● **Try it**
Please carry on the researcher profiles below, starting after their last sentence about Dr. Romberg.

● **Extracted text**

Dr. Rheingold's research interests center on acute lymphocytic leukemia, and she serves on the Children's Oncology Group's Relapsed ALL, Infant ALL, and Complementary Therapies committees. In addition, she is investigates complementary and alternative therapies, supportive care for oncology patients undergoing chemotherapy, medical education, and rare childhood tumors.
Dr. Rivella is an expert in the pathophysiology of erythroid and iron disorders and in the generation of lentiviral vectors for the cure of hemoglobinopathies. He also investigates additional disorders such as anemia of inflammation and hemochromatosis.
Dr. Roberts investigates brain-wave scanning with magnetoencephalography (MEG) and works to identify biomarkers for neuropsychiatric disorders like autism. Those biomarkers are for diagnosis, prognosis, stratification, and response monitoring as well as substrate identification for targeted therapy. Putting the "bio" into biomarkers is a major emphasis of Dr. Roberts' research, for which he uses advanced diffusion magnetic resonance imaging (MRI) and edited spectroscopy.
Dr. Romberg investigates the regulatory mechanisms enabling our immune systems to fight infections without injuring ourselves. He is particularly interested in the immune system of patients with primary immunodeficiency who are susceptible to both life-threatening infections and autoimmune diseases. Greater insights into these rare diseases may enable rationale development of targeted therapies for more common diseases with an immunologic basis.

● **Extracted data**
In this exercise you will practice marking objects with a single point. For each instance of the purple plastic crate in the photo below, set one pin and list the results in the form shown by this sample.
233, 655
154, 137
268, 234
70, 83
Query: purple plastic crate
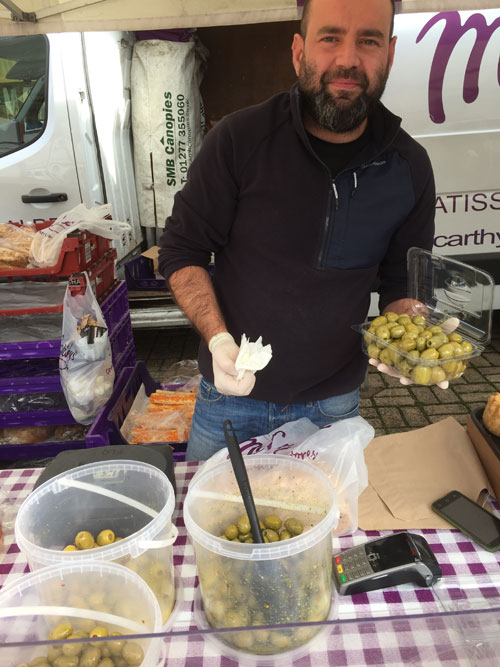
114, 308
105, 429
126, 357
140, 275
37, 450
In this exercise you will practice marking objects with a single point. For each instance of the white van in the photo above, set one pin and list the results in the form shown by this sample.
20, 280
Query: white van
65, 131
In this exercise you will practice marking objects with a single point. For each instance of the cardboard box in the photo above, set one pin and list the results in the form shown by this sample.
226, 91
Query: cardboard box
487, 447
408, 471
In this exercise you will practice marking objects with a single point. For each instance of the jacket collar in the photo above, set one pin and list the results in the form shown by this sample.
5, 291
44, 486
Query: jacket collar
384, 126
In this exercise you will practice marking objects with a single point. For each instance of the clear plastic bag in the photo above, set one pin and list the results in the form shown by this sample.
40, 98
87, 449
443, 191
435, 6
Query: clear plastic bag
47, 242
184, 373
337, 449
85, 364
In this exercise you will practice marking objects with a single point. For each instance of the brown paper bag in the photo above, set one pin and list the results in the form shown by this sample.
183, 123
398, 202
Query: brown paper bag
408, 471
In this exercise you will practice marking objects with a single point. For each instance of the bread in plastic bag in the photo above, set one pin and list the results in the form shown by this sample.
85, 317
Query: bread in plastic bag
47, 243
338, 449
85, 365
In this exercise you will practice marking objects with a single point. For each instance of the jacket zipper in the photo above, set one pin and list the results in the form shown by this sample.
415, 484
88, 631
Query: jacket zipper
333, 193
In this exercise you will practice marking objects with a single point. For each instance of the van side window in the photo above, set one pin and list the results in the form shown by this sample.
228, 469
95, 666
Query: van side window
23, 90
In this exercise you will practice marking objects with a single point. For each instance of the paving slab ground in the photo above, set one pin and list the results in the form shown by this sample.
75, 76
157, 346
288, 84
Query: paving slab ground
389, 406
385, 403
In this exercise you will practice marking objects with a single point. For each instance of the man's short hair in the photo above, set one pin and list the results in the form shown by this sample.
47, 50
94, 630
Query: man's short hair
305, 16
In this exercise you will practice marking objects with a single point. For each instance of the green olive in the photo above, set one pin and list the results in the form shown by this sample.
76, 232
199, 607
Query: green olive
107, 662
385, 357
105, 537
294, 526
394, 353
133, 653
66, 661
244, 525
437, 375
84, 540
244, 538
422, 375
446, 351
437, 340
430, 354
271, 535
61, 631
413, 335
73, 649
41, 661
378, 321
413, 357
404, 367
231, 531
407, 344
90, 657
421, 343
99, 631
272, 521
396, 332
383, 332
450, 368
53, 652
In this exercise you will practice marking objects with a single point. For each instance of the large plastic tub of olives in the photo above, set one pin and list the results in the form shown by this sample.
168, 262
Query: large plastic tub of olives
117, 511
245, 584
450, 325
87, 601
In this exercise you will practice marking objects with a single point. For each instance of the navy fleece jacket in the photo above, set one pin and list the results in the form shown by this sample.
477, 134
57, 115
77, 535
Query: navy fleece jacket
296, 254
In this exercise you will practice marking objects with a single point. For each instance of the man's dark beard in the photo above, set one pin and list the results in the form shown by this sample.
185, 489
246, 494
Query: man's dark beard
339, 113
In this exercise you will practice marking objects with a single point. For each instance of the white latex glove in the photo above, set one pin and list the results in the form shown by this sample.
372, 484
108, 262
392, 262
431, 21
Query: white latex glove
224, 353
448, 326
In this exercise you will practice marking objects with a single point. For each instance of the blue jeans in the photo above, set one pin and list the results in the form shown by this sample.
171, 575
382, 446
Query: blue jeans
251, 418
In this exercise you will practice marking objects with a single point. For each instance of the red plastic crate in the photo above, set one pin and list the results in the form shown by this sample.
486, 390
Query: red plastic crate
79, 250
101, 275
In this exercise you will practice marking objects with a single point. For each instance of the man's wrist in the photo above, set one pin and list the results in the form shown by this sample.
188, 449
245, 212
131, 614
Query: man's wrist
222, 337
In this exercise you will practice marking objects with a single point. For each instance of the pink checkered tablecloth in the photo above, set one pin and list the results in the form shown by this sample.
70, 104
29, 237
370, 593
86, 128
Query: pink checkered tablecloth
403, 625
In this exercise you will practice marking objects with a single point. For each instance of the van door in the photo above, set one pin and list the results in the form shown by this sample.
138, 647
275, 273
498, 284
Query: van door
38, 177
445, 86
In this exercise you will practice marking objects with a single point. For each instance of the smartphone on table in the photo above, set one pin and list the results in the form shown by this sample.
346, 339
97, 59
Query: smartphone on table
478, 524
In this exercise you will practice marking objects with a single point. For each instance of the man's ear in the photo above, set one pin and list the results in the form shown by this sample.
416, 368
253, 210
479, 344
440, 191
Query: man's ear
392, 48
297, 51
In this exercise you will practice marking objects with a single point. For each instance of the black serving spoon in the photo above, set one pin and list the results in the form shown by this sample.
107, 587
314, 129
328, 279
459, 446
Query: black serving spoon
240, 472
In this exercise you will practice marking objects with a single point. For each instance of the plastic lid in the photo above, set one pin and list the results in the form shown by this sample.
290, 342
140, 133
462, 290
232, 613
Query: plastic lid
450, 288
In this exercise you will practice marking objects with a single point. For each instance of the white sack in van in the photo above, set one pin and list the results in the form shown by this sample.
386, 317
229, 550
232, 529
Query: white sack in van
167, 122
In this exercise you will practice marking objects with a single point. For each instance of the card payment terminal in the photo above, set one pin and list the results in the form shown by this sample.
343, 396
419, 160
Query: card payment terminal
386, 561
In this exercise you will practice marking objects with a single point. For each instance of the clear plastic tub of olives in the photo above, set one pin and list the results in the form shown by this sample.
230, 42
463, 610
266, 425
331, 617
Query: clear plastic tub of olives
263, 587
449, 326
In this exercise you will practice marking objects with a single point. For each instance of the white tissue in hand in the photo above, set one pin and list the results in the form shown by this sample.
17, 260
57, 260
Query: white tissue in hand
252, 356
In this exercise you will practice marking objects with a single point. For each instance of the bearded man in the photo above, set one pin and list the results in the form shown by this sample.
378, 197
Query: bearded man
305, 200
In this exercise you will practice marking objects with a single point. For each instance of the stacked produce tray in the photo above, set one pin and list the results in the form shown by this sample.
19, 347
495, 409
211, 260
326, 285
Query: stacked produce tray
30, 370
105, 429
79, 251
140, 275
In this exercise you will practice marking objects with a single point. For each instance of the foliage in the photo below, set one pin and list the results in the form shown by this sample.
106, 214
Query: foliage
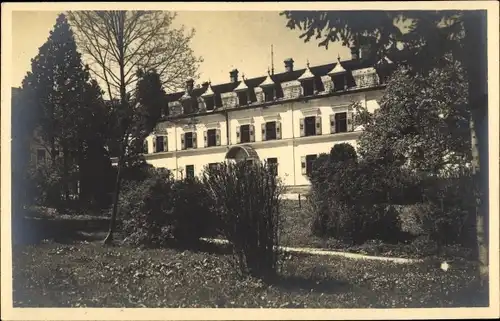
349, 198
423, 121
46, 184
136, 61
146, 208
431, 39
66, 109
246, 200
192, 216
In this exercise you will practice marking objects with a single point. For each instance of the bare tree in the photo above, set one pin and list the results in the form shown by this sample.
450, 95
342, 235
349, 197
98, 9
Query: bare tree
117, 44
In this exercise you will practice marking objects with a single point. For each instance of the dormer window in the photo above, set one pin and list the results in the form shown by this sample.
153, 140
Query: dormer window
339, 82
338, 75
210, 103
269, 94
268, 88
308, 87
307, 81
209, 98
243, 98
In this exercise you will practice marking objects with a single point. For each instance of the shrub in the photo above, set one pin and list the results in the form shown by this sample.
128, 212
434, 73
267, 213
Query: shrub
146, 207
350, 199
46, 185
247, 201
192, 216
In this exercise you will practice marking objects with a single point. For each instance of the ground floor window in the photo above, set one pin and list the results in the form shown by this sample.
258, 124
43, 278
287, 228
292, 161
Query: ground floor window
189, 171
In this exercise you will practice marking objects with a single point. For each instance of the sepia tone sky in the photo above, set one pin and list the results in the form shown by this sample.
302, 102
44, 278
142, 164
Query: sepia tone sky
226, 40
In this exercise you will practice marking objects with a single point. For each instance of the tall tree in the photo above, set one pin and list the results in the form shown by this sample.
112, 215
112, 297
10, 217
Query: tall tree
428, 38
57, 85
118, 44
422, 120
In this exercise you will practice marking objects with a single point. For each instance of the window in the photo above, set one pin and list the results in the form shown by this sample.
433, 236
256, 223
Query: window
41, 154
189, 171
310, 126
160, 147
339, 82
270, 133
308, 87
245, 133
188, 141
268, 94
341, 122
309, 163
273, 164
211, 137
242, 98
210, 103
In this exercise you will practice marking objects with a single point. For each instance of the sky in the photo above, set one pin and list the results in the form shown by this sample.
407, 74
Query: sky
225, 39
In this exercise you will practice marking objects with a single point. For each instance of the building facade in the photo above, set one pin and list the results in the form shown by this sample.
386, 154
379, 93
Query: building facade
287, 119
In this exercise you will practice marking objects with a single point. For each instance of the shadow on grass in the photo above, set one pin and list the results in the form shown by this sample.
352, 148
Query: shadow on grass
321, 285
64, 231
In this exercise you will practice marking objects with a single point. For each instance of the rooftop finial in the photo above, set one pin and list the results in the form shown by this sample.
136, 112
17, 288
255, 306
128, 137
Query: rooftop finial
272, 60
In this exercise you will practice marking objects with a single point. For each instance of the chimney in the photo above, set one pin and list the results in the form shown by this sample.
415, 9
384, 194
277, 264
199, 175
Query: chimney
288, 64
354, 53
189, 85
364, 52
233, 75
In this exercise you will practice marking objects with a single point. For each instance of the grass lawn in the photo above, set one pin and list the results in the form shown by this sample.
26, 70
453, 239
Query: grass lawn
74, 270
297, 233
88, 274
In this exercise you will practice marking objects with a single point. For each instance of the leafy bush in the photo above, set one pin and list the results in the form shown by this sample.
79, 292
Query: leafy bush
350, 198
247, 201
145, 207
46, 185
192, 216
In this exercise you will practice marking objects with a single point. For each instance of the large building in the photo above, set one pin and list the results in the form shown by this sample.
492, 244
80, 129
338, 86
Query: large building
287, 118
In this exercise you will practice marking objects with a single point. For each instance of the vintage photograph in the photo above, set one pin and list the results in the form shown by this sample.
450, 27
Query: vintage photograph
286, 159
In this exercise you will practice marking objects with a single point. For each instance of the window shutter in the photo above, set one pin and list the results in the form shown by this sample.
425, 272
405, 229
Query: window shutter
252, 133
278, 130
165, 143
332, 124
302, 127
217, 137
318, 125
350, 123
195, 145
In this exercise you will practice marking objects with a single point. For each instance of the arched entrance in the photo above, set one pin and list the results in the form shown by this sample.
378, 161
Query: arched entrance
242, 153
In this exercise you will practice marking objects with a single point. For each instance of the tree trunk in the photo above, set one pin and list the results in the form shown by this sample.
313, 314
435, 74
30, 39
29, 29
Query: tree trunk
66, 179
123, 104
112, 223
475, 65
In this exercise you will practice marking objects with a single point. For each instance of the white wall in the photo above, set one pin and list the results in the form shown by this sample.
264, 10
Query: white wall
288, 150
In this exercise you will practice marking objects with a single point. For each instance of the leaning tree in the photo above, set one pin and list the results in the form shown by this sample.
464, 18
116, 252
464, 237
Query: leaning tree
117, 45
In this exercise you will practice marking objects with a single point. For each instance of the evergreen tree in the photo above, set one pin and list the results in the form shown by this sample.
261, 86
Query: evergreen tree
64, 101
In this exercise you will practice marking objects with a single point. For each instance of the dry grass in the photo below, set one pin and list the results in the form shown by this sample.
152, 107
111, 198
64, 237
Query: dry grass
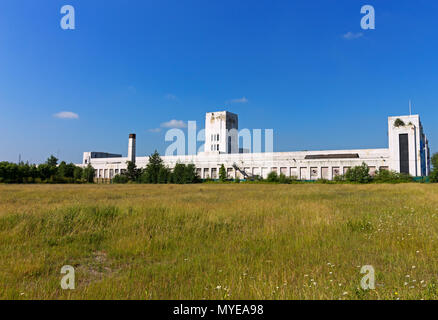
219, 241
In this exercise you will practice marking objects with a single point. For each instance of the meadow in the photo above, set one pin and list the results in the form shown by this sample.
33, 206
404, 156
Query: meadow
219, 241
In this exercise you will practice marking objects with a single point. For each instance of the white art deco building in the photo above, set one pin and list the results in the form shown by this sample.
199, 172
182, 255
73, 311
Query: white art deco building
407, 152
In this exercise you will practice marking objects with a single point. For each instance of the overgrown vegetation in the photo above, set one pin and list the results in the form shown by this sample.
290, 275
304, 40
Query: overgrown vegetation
217, 241
434, 173
48, 172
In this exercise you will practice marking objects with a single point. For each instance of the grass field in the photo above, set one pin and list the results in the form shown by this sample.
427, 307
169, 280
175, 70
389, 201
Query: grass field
214, 241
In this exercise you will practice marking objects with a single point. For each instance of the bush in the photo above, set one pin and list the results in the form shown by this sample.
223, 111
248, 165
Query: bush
222, 174
386, 176
359, 174
434, 172
47, 172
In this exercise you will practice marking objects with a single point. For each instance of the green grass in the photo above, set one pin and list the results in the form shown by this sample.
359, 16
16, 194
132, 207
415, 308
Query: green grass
213, 241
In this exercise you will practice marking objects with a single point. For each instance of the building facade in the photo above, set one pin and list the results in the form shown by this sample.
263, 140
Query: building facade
407, 152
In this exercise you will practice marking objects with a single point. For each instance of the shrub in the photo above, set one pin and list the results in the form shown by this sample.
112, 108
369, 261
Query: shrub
222, 174
359, 174
152, 171
434, 172
164, 175
178, 174
190, 175
120, 178
386, 176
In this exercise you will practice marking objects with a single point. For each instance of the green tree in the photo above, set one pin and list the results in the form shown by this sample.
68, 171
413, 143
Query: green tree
77, 174
52, 161
190, 175
359, 174
222, 174
132, 172
178, 173
272, 177
434, 172
152, 171
88, 174
164, 175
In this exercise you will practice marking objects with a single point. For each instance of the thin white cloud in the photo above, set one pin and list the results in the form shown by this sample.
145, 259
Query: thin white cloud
66, 115
351, 35
170, 96
239, 100
174, 124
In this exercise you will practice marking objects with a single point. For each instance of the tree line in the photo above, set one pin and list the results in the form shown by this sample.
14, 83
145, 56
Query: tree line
48, 172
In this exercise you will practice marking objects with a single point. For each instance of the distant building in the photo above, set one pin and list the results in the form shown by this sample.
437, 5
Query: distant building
408, 152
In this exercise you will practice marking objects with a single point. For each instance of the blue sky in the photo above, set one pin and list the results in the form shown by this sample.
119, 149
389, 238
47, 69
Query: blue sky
132, 66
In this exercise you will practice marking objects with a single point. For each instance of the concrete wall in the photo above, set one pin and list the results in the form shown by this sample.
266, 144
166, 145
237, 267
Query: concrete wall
304, 165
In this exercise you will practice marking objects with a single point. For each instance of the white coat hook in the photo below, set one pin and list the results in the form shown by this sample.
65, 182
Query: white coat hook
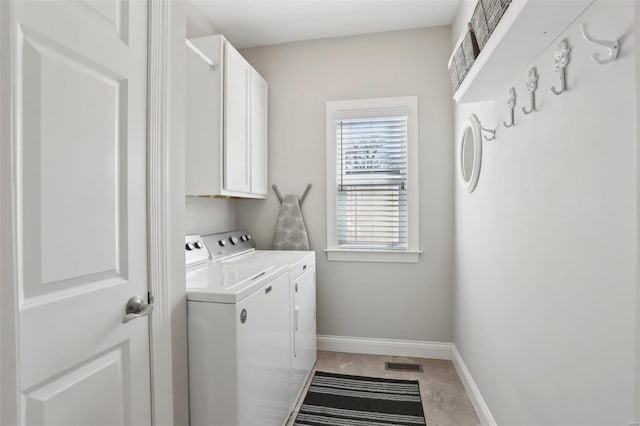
560, 65
532, 86
613, 46
511, 104
491, 132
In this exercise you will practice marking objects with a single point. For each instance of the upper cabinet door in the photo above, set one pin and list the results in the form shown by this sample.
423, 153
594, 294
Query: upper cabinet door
259, 134
237, 103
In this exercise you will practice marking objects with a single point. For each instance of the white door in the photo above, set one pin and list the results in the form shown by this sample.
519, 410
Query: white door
79, 114
237, 153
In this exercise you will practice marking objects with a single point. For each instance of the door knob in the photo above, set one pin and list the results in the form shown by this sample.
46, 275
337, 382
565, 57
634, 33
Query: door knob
136, 308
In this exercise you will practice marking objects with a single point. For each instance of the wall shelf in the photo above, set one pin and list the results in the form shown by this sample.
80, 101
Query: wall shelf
526, 29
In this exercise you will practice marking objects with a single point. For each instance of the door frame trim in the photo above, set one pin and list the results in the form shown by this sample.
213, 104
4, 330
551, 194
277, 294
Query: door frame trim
166, 191
157, 209
9, 360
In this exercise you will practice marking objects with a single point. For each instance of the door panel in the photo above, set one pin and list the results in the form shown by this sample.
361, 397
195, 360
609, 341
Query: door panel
80, 183
73, 170
103, 378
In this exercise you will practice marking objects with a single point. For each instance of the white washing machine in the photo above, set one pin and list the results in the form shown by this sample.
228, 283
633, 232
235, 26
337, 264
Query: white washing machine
246, 309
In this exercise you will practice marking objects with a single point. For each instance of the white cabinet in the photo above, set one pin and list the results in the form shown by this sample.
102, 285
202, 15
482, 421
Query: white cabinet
304, 347
259, 134
226, 136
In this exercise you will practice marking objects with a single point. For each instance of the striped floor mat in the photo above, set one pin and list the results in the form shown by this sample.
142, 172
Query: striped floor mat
340, 400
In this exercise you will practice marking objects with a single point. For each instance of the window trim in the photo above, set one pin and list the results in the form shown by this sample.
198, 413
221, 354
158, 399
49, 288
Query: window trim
361, 108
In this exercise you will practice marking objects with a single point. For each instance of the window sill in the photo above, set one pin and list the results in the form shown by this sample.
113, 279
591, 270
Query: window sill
389, 256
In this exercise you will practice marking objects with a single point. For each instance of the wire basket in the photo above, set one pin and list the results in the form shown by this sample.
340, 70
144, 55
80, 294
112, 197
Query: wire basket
470, 48
486, 17
455, 78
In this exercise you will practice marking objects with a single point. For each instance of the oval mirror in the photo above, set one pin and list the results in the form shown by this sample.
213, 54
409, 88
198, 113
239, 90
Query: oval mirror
469, 153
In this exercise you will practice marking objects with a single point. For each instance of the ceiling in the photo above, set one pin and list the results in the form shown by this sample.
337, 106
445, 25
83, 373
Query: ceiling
265, 22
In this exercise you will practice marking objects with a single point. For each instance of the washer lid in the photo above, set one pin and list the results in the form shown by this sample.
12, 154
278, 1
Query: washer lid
229, 282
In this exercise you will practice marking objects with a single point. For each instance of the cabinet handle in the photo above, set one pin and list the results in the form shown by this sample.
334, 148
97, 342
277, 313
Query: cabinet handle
258, 276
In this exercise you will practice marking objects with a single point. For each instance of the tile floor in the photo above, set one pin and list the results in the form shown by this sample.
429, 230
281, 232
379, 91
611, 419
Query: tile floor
444, 399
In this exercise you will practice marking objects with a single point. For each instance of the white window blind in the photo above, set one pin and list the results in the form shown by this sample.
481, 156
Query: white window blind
371, 183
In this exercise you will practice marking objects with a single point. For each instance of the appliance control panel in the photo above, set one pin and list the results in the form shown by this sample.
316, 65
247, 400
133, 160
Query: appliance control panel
195, 251
226, 244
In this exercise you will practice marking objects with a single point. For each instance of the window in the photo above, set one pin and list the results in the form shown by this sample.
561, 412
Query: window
372, 185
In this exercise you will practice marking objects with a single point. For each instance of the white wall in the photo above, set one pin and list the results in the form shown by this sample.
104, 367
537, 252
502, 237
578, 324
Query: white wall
209, 215
205, 215
400, 301
546, 247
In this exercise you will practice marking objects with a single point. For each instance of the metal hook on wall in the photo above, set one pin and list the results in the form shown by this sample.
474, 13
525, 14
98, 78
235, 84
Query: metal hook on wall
511, 104
492, 132
532, 86
613, 46
300, 200
560, 65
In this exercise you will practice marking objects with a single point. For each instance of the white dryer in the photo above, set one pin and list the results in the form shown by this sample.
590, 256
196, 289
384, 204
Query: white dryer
251, 323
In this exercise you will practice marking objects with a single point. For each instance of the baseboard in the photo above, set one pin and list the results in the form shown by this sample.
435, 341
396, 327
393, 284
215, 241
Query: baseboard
481, 407
371, 346
416, 349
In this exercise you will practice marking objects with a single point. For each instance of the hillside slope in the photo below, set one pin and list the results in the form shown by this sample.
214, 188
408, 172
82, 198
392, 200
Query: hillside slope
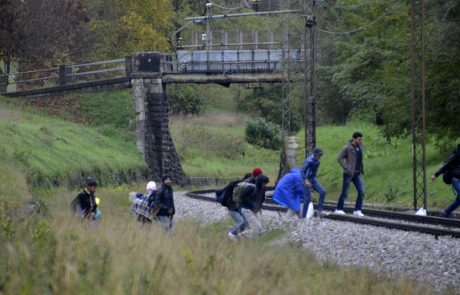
48, 151
93, 133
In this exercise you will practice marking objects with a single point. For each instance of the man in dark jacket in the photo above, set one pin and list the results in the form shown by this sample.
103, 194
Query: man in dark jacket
84, 205
251, 204
351, 159
163, 204
232, 206
451, 167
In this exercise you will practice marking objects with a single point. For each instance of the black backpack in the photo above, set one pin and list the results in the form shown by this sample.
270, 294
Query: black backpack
447, 176
227, 193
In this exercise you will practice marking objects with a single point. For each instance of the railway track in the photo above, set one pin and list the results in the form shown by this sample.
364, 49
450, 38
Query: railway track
436, 226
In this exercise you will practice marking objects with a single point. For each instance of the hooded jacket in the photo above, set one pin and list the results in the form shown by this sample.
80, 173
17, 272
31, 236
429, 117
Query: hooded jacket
252, 198
310, 167
347, 159
452, 164
164, 201
289, 190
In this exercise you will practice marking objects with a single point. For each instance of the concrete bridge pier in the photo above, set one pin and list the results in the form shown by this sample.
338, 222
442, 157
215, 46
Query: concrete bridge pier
152, 120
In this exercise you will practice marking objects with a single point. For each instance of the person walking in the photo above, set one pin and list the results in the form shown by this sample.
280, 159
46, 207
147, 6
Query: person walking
163, 208
309, 170
351, 159
142, 204
84, 204
289, 192
451, 171
251, 204
226, 200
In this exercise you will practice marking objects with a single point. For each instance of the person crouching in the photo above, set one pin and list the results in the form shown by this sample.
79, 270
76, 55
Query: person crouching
163, 208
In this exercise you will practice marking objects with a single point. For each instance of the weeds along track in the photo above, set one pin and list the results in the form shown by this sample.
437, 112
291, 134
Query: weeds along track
436, 226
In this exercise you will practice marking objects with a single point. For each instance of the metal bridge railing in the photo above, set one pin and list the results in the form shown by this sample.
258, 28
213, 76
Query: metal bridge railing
62, 75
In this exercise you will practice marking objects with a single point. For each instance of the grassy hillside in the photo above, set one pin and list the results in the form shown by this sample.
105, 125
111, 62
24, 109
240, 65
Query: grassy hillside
99, 138
50, 151
55, 254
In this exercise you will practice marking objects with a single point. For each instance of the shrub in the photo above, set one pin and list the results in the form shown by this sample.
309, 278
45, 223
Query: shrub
263, 134
185, 99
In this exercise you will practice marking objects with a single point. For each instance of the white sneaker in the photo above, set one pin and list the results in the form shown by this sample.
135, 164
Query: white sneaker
358, 213
232, 236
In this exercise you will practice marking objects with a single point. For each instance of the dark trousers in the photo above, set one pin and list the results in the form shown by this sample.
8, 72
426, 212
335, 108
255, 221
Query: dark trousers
359, 184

● **Response below**
Dr. Rossano's extensive research experience primarily involves the epidemiology and outcomes of cardiovascular disease in children, and multi-institutional collaborative observational and interventional studies. His particular research interests include evaluating the treatment and outcomes of pediatric cardiomyopathy, heart failure, and transplantation.
Dr. Rubenstein's research focuses on basic and translational studies of novel means to improve outcomes in cystic fibrosis. He initially focused on correcting the dysfunction of mutant cystic fibrosis transmembrane conductance regulator (CFTR) proteins, which led him to study how molecular chaperones regulate the biogenesis and trafficking of CFTR and other proteins that are relevant to cystic fibrosis.